§ **Texte source**
- - -

Les tensions dans les relations russo-ukrainiennes font rage sur tous les fronts depuis plus de sept ans. Il ne s’agit pas seulement de la psychose de masse autour du déploiement systématique des troupes russes aux frontières ukrainiennes et des batailles diplomatiques des deux dirigeants.
L’attention particulière de la communauté internationale, principalement en Europe, reste sur les différends juridiques concernant les droits de l’homme les libertés. En particulier, des discussions tendues se poursuivent entre politiciens, avocats, dirigeants de la société civile et journalistes au sujet des plaintes du gouvernement ukrainien déposées auprès de la Cour pénale internationale, du Tribunal international du droit de la mer, ainsi que de l’enquête MH17 menée par le Conseil de sécurité néerlandais ainsi que les plaintes « individuelles » déposées auprès de la Cour européenne des droits de l’homme (CEDH).
Faux procès de masse contre l’Ukraine
Dans les différends interétatiques qui sont examinés depuis des années par les institutions internationales et nationales d’autres États, il est theroquement impossible à la Russie d’exercer une quelconque influence politique pour garantir des décisions « politiquement avantageuses » en sa faveur. Cela est dû à la structure de ces institutions et à un travail coordonné basé sur des freins et contrepoids. Mais la Russie semble avoir trouvé une faille pour exercer son ingérence dans un organe judiciaire comme la CEDH, visant à entraver le déroulement des procédures judiciaires et à compromettre l’Ukraine sur la scène internationale.

- - -

§ **Données fournies**
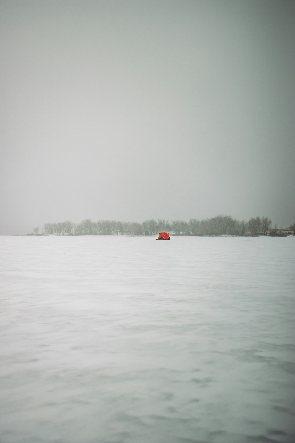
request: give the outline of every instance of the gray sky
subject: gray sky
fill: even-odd
[[[295,222],[295,2],[0,2],[0,234]]]

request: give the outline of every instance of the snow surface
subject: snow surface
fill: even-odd
[[[0,237],[1,443],[295,441],[295,237]]]

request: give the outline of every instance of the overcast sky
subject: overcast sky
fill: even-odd
[[[0,2],[0,234],[295,222],[293,0]]]

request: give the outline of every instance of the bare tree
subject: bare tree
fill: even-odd
[[[272,221],[268,217],[264,217],[261,218],[261,234],[265,235],[272,225]]]

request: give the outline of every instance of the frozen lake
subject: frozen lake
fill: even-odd
[[[295,441],[295,237],[0,237],[1,443]]]

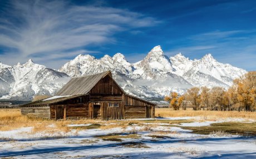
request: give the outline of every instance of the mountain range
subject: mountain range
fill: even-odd
[[[175,91],[180,94],[193,86],[228,88],[247,71],[217,61],[210,54],[191,60],[179,53],[170,58],[160,46],[135,63],[116,53],[96,59],[79,55],[58,70],[34,63],[9,66],[0,63],[1,99],[31,100],[36,95],[53,95],[71,77],[111,70],[114,78],[128,94],[144,98],[162,98]]]

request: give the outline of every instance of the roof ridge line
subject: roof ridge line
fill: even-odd
[[[110,71],[110,70],[108,70],[108,71],[103,71],[103,72],[100,73],[97,73],[97,74],[91,74],[91,75],[83,75],[83,76],[77,76],[77,77],[72,77],[72,79],[79,78],[83,78],[83,77],[87,77],[87,76],[93,76],[93,75],[101,74],[104,74],[104,74],[109,74],[110,72],[111,72],[111,71]]]

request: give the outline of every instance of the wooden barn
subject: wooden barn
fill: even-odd
[[[155,117],[156,104],[126,94],[111,72],[72,78],[55,96],[21,106],[21,113],[50,119]]]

- - -

§ **Série d'exercices**
1. D'après le texte source, depuis combien de temps les tensions dans les relations russo-ukrainiennes font-elles rage sur tous les fronts ?
2. Recopiez fidèlement le passage du texte source qui commence par « L’attention particulière de » et se termine par « de l’homme (CEDH). ».
3. Selon le texte source, pourquoi la Russie ne peut-elle, en théorie, exercer aucune influence politique sur les institutions qui examinent les différends interétatiques ? Répondez en une à trois phrases.

§ **Corrigés**
1. Depuis plus de sept ans.

2.
L’attention particulière de la communauté internationale, principalement en Europe, reste sur les différends juridiques concernant les droits de l’homme les libertés. En particulier, des discussions tendues se poursuivent entre politiciens, avocats, dirigeants de la société civile et journalistes au sujet des plaintes du gouvernement ukrainien déposées auprès de la Cour pénale internationale, du Tribunal international du droit de la mer, ainsi que de l’enquête MH17 menée par le Conseil de sécurité néerlandais ainsi que les plaintes « individuelles » déposées auprès de la Cour européenne des droits de l’homme (CEDH).

3. Cela tient à la structure de ces institutions et à un travail coordonné fondé sur des freins et contrepoids. Ces deux éléments l'empêchent en théorie de garantir des décisions « politiquement avantageuses » en sa faveur.